> **Page excerpt**:
Among the 435,772 ICDs inserted during the study period, 72% (n = 313,333) had a dual-coil ICD lead. Within the overall study group, patients with an ICD had a mean age of 64.5 years, 71% were men, 57% had ischemic heart disease, and 78% had a primary prevention indication for the device (Table 1). A lower percentage of patients in the high-use group (66%) had their device inserted by an electrophysiologist, relative to the low-use (78%; p < 0.001) and decreasing-use (73%; p < 0.001) groups. There were statistically significant differences in the characteristics between patients in the low-, decreasing-, and high-use groups because of the large number of patients in the analysis; however, the numeric differences between the characteristics of the 3 cohorts were not clinically significant (Table 1).
Among the 1,690 hospitals included in the analysis, the majority (50%) were in the high-use group, whereas only 17% of hospitals were in the low-use group (Table 2). Hospitals in the high-use group had lower ICD insertion volumes (median 89) compared to hospitals in the low-use (median 147; p < 0.001) and decreasing-use (median 181; p < 0.001) groups. The high-use hospitals also had lower quarterly extraction volumes (median 2) relative to hospitals in the low-use (median 7; p < 0.001) or decreasing-use (median 11, p < 0.001) groups. Electrophysiologists inserted a higher proportion of ICDs in hospitals in the decreasing-use (median 80%; p < 0.001) and low-use (median 90%; p < 0.001) groups relative to the high-use (median 46%) group. There was geographic variation in the use of dual-coil ICD leads (Table 2). Academic hospitals and nonprofit hospitals were more likely to be in the low- or decreasing-use groups.
Temporal trends in use of dual-coil ICD leads
The use of dual-coil ICD leads decreased from a high of 87% in early 2010 to 55% of ICD leads by the end of 2015 (Figure 1). Similarly, the use of polytetrafluoroethylene (PTFE) dual-coil leads dropped from a high of 16% in 2010 to 3% and 0.7% by the end of 2012 and 2015, respectively (Figure 1). The use of dual-coil ICD leads has been consistently decreasing in a linear relationship over time. Over the study period, the high-use group continued to use dual-coil ICD leads in nearly 90% of their insertions with little change, whereas the decreasing-use group dropped from >90% dual-coil ICD lead at the beginning of the study to <50% dual-coil ICD leads 23 quarters later (Figure 2). Less than 30% of patients in the low-use group received a dual-coil ICD lead as of the end of 2015.
Characteristics associated with use of dual-coil ICD leads
A multivariable model identified the proportion of ICD insertions at a hospital by an electrophysiologist and the ratio of insertions to extractions as the factors associated with being in a specific group of dual-coil ICD lead use. The probability of a hospital being in the low- or decreasing-use groups increased as the proportion of ICDs performed by an electrophysiologist increased, whereas the probability of being in the high-use group decreased from 56% to 37% with an increase in the percentage of ICDs inserted by electrophysiologists from 0% to 100% (Figure 3A). As the ratio of new ICD insertions to extractions decreased (meaning the number of extractions increased), the probability of being in the low- or decreasing-use groups increased (Figure 3B). There was a nearly 50% probability that a site performing no extractions would be a high-use site, but the probability of being a high-use site decreased to approximately 10% among sites that performed 4 extractions for every 5 ICDs inserted.

> **Exercise requirements**:
**1)** Decide whether each statement agrees with the dual-coil ICD lead excerpt: (a) hospitals in the high-use group had a median ICD insertion volume of 89; (b) use of PTFE dual-coil leads reached its high of 16% in 2015; (c) academic hospitals were more likely to be in the high-use group. Answer yes or no for each and quote the deciding words.
**2)** Please resume the dual-coil ICD lead excerpt, starting after its last sentence.
The entries that come next are separate material, unrelated to the dual-coil ICD lead excerpt.

(Natural-language object grounding data)

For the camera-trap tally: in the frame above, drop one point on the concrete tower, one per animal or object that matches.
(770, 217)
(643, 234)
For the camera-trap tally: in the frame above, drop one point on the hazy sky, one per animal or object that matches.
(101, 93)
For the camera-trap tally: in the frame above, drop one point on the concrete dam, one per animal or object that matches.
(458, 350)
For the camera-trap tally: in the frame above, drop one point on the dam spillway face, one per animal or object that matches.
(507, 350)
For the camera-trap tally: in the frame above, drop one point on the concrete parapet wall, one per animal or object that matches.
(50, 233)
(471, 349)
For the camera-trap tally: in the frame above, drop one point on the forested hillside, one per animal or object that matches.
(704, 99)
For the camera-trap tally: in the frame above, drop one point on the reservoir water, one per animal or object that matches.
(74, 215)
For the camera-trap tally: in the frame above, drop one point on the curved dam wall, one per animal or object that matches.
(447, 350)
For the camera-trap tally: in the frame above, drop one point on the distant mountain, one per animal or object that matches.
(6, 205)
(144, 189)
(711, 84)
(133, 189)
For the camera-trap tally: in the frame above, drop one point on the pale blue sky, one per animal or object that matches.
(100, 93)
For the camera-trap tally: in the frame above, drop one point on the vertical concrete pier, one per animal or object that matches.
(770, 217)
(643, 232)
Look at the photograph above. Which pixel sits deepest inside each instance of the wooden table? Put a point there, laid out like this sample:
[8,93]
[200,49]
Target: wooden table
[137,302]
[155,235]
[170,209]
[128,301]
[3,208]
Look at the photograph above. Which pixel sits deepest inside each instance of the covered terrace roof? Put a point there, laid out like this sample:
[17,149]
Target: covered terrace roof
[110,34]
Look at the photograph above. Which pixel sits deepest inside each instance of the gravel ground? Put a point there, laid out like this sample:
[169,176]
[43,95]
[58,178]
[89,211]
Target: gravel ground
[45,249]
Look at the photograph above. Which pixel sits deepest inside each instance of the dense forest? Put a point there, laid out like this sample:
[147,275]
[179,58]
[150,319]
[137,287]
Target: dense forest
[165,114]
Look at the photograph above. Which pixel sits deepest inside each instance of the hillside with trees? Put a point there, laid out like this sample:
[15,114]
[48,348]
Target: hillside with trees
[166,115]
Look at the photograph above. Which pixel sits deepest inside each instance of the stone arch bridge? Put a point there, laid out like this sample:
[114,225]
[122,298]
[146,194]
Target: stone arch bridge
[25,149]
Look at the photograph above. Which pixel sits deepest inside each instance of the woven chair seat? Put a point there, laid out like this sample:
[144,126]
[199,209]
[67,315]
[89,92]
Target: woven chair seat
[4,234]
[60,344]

> **Solved problems**:
**1)**
(a) Yes: "Hospitals in the high-use group had lower ICD insertion volumes (median 89)"
(b) No: "the use of polytetrafluoroethylene (PTFE) dual-coil leads dropped from a high of 16% in 2010 to 3% and 0.7% by the end of 2012 and 2015, respectively"
(c) No: "Academic hospitals and nonprofit hospitals were more likely to be in the low- or decreasing-use groups."

**2)**
There were 569 hospitals that reported an ICD insertion in each of the 23 quarters within the study period. Among those hospitals, 297,220 patients had initial ICD insertions during the study period. These patients and hospitals had similar characteristics to the overall patient group (Online Tables 1 and 2). In this smaller group of patients and hospitals, the decreasing-, low-, and high-use groups had similar temporal trends and proportions of dual-coil ICD leads as those observed in the overall population. Restricting the multivariable model to hospitals with data for all 23 quarters did not change the association between dual-coil ICD lead use and the proportion of leads inserted by electrophysiologists or the ratio of insertions to extractions.
Although data on the effect of dual-coil ICD leads on DFTs are mixed, no data have shown improvement in first shock efficacy or adjusted mortality. Despite the lack of proven benefit from dual-coil ICD leads, more than 7 in 10 ICD leads inserted over the course of this study were dual-coil leads. Although the proportion of dual-coil ICD leads has decreased over time, they still accounted for approximately 55% of inserted leads as of the end of 2015. Higher extraction volumes and a larger proportion of ICDs inserted by electrophysiologists were both associated with low or decreasing use of dual-coil ICD leads.
Dual-coil leads may result in a modest reduction in DFT (7,8). In the largest published analysis (n = 1,652), there was a statistically significant lower DFT of 1.8 J for dual-coil ICD leads compared with single-coil ICD leads (17.6 J vs 19.4 J; p < 0.001) (8), whereas other studies showed no difference in DFT between single- and dual-coil leads (3–6). Relative to older devices, the current generation of ICDs has higher maximum energy of 35 to 41 J and has lower DFTs because of biphasic waveforms, active cans, and pectoral insertion sites (15). These advances in defibrillation technology raise questions about the incremental benefit of a modest decrease in DFT from dual-coil ICD leads (16–18).
One of the major concerns about dual-coil ICD leads is the increased difficulty with lead extraction. One study of 2,176 ICD leads (82% dual coil) showed that extractions of dual-coil ICD leads were associated with longer procedure times and a higher risk of major complications, such as pericardial tamponade due to superior vena cava tear or right atrial avulsion that required emergent sternotomy (9). Another extraction study of 1,385 ICD leads (67% dual coil) found that 30-day mortality associated with dual-coil ICD leads was 2.7 times higher than that associated with single-coil ICD leads (95% confidence interval: 1.6 to 4.5; p < 0.001) (19). Dual-coil leads have also been associated with higher rates of venous occlusion relative to single-coil leads (10). The risks with dual-coil leads combined with a lack of data supporting clinical benefit highlight the need for a more definitive investigation on the outcomes associated with dual-coil ICD leads in large, multicenter studies.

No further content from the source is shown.